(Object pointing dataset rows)
--- Begin ---
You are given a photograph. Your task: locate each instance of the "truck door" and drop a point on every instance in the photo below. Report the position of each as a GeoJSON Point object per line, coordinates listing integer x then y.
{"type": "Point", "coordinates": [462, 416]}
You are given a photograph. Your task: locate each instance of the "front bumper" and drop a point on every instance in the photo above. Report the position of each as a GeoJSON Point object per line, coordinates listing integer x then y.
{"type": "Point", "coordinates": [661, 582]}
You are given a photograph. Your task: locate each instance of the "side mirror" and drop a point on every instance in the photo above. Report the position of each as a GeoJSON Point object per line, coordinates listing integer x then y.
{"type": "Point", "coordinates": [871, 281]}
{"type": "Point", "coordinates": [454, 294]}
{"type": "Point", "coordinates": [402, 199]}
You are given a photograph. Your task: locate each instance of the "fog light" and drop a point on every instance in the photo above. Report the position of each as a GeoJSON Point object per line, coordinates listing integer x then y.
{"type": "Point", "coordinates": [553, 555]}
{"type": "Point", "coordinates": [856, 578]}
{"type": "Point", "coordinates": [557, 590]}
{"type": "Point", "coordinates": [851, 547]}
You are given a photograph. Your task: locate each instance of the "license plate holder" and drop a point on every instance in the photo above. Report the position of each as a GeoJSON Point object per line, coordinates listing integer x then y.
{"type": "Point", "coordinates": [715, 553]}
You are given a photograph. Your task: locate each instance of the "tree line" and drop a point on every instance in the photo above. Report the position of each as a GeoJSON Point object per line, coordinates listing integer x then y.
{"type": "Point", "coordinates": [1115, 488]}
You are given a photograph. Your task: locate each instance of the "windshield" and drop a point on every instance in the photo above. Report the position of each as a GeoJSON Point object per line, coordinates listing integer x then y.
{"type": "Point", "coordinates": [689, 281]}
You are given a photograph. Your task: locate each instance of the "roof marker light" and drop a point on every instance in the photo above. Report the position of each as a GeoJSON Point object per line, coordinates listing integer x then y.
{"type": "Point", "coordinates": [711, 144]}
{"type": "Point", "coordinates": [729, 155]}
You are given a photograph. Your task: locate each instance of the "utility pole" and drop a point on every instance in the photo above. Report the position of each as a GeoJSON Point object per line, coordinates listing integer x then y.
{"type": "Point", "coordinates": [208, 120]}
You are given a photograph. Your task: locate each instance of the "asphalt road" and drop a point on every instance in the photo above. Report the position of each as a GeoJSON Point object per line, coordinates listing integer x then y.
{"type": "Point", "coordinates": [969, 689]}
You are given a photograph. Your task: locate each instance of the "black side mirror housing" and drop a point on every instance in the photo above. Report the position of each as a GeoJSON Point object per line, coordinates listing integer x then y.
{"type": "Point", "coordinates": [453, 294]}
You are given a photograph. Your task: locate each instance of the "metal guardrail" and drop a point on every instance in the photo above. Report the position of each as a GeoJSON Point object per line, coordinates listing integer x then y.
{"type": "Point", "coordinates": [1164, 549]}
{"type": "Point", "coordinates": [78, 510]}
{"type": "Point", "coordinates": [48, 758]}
--- End ---
#### PROBLEM
How many lines in the entries above contain the string "mirror"? Reply with the number alone.

#### TASK SOLUTION
2